Desma rode in silence from the range to the barracks. When her squad leader ordered the soldiers to shower and report back in two hours, Desma started walking the wrong way.

“Brooks, showers,” ordered the squad leader.

“Bullshit,” she responded.

Desma stalked over to the command post. “Who is in charge of this motherfucker?” she asked.

“Feathers are ruffled,” remarked one of the company's leaders.

“Hey, I'm supposed to be working in supply, but you got me doing range control. And I'm working with a bunch of people who won't speak to me,” Desma announced. “How about we have a discussion about how big of an EO complaint I have? And how I'm going to call the IG as soon as I walk out of this room?”

“It's for your safety and for the safety of my Joes,” responded one of the brass.

Nobody appeared concerned that she was accusing the 293rd of violating the army's equal opportunity standards and threatening to report them to the inspector general's office, according to Desma. She did not actually call the inspector general—she decided to wait and see if things got better—but things got worse. Everybody in the 293rd had to pass a weapons qualification test. Desma went to the range as ordered and fired at the targets in front of her, and afterward she was told that she had not qualified. Desma had never gotten a perfect score at the range, but she had never failed to qualify. Desma had already endured a yearlong assignment overseas—which was more than some of the younger guys in the 293rd could say. Failing to qualify wounded her pride. Thinking maybe she was rusty, she returned to the range a second time, and again she was told that she had failed. Four times Desma tried to qualify, and four times she was rejected. Desma felt pretty certain that her supposed failures were a lie.

The October training left Desma feeling more like a second-class citizen than any other experience in her life. After it was done, she rode on a bus back to Indiana with other soldiers from the 293rd. The bus dropped soldiers off at their respective armories. From Bedford, Desma drove to Mary's apartment in Indianapolis, where she spent the night. Mary had also been told she was going to Iraq. She was the one friend who had been through everything with Desma—the false deployment, Afghanistan, and this. Desma told Mary that she hated the 293rd.

The following morning Desma tried to call her children, but nobody answered the phone at their grandparents' house. She called the fire department and found the girls there with Dennis. She heard her
ex-husband tell their children that they should go to Aunt Jo's house. Joanne was his sister; Desma wondered why the girls had to go there. Later that day, Desma got a phone call from Joanne's husband, Gary, who let her know that Paula had just died.

· · ·

EXERCISE GOAL: Reproduce verbatim the stretch of the Desma passage from "Desma stalked over" through "the company's leaders.".

· · ·

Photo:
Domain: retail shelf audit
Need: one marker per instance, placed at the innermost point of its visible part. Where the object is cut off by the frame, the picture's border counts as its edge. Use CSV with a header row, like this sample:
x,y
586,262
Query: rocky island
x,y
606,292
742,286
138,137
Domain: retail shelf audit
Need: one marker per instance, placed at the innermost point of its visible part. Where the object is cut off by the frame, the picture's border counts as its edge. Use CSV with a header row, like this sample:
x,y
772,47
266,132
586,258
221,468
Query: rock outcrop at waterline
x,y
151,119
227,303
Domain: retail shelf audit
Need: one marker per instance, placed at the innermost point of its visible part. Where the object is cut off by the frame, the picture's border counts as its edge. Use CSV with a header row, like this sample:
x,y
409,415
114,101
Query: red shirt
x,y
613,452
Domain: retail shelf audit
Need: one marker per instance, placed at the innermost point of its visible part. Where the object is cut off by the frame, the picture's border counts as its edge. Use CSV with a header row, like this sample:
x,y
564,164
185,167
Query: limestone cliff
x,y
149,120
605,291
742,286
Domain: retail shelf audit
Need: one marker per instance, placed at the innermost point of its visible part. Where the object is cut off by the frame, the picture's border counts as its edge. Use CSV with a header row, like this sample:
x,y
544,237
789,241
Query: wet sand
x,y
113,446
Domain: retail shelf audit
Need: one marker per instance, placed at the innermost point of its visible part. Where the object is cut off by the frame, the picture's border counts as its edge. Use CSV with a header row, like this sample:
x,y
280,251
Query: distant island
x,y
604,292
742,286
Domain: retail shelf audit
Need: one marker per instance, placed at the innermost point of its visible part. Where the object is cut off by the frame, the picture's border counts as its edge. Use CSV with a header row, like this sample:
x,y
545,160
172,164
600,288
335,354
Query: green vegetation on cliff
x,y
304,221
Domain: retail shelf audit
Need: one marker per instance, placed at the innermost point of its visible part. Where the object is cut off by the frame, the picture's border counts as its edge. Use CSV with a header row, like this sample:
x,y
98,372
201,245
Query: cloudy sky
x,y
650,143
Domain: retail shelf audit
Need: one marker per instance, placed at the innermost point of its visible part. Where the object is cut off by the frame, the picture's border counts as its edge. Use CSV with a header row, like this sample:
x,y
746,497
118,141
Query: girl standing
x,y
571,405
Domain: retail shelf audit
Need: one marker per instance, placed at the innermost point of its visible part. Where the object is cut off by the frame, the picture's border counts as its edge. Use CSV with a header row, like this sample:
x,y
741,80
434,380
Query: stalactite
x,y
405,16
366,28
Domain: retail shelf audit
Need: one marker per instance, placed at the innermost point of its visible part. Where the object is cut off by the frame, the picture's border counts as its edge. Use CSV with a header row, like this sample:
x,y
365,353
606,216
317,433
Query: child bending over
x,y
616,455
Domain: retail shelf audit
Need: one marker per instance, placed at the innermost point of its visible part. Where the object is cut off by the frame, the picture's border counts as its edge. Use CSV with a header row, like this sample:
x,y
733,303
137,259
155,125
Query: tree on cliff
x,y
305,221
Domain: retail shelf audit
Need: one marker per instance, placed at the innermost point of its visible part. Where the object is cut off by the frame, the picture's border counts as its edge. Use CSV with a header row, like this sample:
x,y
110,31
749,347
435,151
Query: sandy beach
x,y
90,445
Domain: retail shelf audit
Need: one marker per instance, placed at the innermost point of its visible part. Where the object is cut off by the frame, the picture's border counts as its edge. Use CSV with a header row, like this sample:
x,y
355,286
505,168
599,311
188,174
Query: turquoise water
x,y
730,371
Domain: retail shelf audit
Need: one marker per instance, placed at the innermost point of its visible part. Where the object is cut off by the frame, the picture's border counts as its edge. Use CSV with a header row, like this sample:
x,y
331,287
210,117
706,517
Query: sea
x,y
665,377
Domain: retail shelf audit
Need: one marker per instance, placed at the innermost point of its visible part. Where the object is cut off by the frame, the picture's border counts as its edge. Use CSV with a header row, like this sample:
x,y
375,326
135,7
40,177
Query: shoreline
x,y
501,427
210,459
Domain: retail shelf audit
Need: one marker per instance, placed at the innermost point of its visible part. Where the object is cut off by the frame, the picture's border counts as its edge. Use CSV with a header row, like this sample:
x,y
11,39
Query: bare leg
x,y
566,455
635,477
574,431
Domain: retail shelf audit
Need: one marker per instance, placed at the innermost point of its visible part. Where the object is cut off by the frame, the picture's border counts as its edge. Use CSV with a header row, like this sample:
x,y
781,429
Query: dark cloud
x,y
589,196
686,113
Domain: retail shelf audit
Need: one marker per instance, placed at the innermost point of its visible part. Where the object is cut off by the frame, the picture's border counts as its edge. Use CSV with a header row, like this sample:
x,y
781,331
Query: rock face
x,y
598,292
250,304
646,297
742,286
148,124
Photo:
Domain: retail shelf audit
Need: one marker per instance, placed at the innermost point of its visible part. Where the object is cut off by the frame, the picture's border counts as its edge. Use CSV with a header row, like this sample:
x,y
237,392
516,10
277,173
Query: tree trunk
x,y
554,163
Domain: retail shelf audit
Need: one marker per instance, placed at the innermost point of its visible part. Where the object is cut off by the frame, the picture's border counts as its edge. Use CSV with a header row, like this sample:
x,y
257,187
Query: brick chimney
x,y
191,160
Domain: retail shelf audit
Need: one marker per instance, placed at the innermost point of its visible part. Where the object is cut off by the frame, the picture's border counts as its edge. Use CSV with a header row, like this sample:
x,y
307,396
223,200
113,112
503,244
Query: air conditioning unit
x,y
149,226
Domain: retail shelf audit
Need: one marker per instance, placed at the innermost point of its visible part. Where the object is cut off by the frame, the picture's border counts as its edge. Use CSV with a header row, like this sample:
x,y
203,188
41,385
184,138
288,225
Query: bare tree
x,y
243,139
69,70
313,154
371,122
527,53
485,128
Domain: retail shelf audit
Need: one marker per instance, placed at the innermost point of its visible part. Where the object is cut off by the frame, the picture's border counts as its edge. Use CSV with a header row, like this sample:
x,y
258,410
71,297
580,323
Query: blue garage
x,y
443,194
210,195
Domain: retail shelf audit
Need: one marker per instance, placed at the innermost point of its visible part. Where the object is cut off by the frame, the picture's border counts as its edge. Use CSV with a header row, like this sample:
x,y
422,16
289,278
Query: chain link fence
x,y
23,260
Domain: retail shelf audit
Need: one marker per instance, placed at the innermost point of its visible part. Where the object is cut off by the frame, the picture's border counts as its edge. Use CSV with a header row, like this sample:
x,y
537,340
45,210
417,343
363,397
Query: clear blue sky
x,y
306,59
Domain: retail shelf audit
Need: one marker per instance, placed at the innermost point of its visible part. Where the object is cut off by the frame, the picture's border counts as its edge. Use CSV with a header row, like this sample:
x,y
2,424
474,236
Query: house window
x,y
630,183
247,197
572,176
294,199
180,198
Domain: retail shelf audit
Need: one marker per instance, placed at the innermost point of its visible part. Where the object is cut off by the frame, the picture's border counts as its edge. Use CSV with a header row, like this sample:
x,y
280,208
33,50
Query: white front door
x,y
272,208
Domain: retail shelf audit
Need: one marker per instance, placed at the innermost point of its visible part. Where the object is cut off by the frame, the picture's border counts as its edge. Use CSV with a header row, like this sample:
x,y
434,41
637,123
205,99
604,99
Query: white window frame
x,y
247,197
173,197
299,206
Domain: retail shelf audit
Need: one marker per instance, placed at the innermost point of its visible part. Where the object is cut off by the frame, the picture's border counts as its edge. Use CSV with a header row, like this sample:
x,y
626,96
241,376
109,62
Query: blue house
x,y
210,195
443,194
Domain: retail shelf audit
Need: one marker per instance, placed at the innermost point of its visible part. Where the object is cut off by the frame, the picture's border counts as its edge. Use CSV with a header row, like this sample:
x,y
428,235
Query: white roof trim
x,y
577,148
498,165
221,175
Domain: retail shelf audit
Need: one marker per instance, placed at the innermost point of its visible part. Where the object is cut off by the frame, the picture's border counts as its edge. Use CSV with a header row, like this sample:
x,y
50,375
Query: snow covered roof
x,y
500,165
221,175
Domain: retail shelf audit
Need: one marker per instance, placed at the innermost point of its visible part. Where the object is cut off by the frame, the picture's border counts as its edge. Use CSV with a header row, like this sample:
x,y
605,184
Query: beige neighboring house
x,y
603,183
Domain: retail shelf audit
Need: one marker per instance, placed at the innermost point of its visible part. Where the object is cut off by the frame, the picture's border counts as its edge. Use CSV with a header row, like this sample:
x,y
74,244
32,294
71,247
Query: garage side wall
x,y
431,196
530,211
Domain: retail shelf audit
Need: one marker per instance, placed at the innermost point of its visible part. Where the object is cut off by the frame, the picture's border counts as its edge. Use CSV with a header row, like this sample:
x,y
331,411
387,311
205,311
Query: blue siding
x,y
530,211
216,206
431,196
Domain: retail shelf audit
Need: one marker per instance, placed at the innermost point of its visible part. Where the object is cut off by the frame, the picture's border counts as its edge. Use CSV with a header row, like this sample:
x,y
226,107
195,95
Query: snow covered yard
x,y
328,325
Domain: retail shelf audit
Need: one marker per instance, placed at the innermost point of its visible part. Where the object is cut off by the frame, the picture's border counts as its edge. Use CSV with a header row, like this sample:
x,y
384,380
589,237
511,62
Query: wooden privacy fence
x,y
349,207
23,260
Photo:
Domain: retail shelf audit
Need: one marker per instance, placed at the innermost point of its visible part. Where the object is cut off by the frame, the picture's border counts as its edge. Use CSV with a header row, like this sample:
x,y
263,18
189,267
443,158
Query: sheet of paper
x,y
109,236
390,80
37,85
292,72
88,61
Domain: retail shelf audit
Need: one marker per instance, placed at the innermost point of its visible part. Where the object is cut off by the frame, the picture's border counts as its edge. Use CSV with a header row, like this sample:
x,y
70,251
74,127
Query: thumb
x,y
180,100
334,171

· · ·

SOLVED EXERCISE:
Desma stalked over to the command post. “Who is in charge of this motherfucker?” she asked.

“Feathers are ruffled,” remarked one of the company's leaders.